GIVEN RECORDS
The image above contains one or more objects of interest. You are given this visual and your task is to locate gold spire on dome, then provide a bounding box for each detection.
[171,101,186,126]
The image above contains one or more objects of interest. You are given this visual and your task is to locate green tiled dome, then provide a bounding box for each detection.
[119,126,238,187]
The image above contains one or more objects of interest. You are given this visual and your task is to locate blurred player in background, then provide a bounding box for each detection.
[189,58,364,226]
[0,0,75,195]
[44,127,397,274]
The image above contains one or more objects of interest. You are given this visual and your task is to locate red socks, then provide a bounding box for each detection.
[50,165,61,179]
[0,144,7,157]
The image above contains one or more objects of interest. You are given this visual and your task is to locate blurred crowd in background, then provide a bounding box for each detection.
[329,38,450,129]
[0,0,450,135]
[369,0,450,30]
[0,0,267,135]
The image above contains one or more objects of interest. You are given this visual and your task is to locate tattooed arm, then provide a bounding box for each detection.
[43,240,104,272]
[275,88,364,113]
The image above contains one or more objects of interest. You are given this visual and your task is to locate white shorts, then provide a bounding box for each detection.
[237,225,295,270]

TASK TO COMPLETE
Copy everything from the line containing "to locate tattooed" down to the end of the entries, word for word.

ANSWER TO THE PROBLEM
The image above contains one or more objects of interest. You are given this visual and your task is to locate tattooed arm, then provide a bounding box for each detection.
[43,240,104,272]
[275,88,364,113]
The image above contains one or more objects of interest. You are given this visual and your task is to locate white shorts, then provide a bounding box for each detection.
[237,225,295,270]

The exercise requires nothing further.